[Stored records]
◆ ◆ ◆ ◆
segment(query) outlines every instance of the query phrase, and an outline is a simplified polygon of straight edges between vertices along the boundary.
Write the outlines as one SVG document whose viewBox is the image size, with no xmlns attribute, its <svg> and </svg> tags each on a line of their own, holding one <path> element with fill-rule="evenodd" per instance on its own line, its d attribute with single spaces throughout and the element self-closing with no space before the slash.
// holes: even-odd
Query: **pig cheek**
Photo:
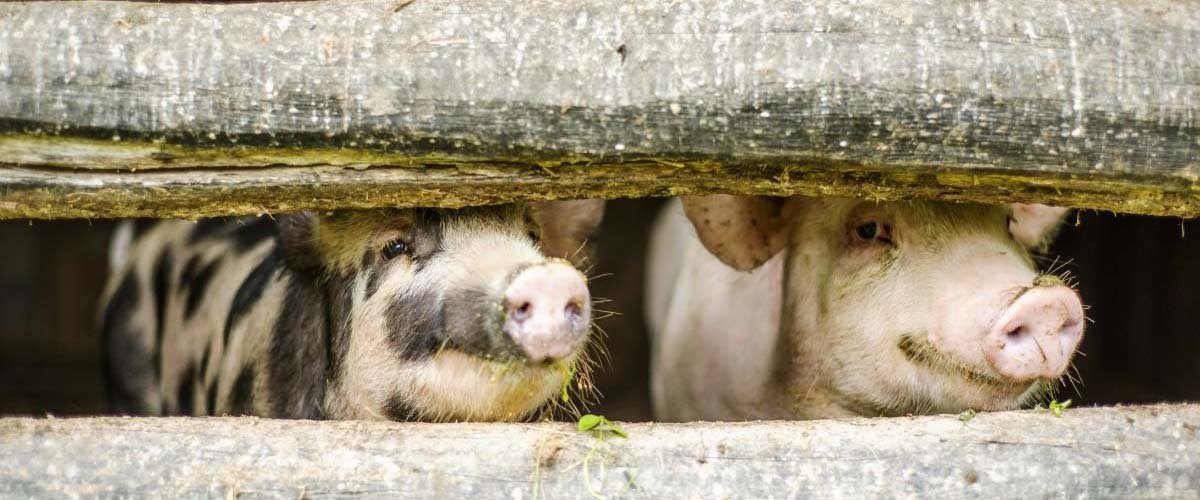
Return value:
◆ ◆ ◆ ◆
Copy every line above exactly; images stay out.

segment(query) outlines every instance of the query phrase, and an outline is a simplified polygon of straight edges between vertices along the boundary.
Write the outlines as one SVG document whose viewBox is the image size, with no xmlns attribute, its <svg> and </svg> tags each on a line of their own, holding one <path> element with fill-rule="evenodd" per instance on its own line, its d attribute with single spaces throughout and the element self-closing with no space before the slash.
// holes: even-odd
Query: **pig cheek**
Photo:
Return value:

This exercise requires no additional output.